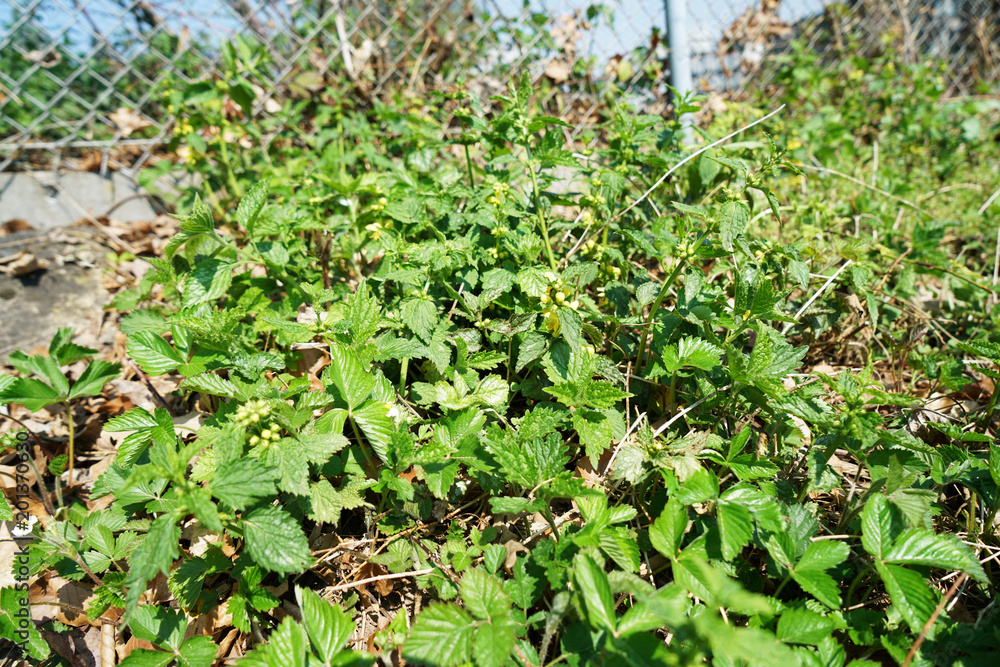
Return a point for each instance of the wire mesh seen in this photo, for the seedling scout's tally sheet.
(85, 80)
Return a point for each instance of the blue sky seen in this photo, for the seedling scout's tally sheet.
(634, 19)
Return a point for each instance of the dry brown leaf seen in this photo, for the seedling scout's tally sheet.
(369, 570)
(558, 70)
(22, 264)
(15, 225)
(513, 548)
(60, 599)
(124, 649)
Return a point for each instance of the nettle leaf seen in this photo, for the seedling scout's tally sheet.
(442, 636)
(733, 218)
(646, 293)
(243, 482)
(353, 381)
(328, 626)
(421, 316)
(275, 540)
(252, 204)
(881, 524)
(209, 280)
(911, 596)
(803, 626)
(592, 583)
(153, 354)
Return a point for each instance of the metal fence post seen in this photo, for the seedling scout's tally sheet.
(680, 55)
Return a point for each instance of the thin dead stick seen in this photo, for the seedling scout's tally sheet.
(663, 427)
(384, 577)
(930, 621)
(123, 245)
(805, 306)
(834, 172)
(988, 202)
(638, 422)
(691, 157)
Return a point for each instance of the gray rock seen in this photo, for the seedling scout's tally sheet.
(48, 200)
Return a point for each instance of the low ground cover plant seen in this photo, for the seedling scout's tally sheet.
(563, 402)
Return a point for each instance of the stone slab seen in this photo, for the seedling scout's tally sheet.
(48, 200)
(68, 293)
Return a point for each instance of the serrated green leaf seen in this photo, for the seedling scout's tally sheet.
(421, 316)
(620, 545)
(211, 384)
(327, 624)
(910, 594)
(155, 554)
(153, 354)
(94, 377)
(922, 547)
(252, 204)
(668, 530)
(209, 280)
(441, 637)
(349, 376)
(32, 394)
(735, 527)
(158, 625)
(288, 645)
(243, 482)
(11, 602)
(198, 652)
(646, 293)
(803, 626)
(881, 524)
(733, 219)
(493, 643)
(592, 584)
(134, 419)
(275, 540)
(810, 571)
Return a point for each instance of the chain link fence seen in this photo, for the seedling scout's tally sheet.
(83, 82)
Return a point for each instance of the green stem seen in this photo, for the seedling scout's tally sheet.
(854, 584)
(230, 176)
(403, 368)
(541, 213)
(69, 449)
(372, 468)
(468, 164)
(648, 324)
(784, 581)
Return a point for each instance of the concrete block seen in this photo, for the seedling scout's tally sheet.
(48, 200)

What is asked:
Reproduce verbatim every line from the one containing "Return a point for each instance of the concrete" through the end of the records, including both of those lines.

Solution to this problem:
Return a point for each instance of the concrete block seen in this photo, for the seedling scout's tally sheet.
(48, 200)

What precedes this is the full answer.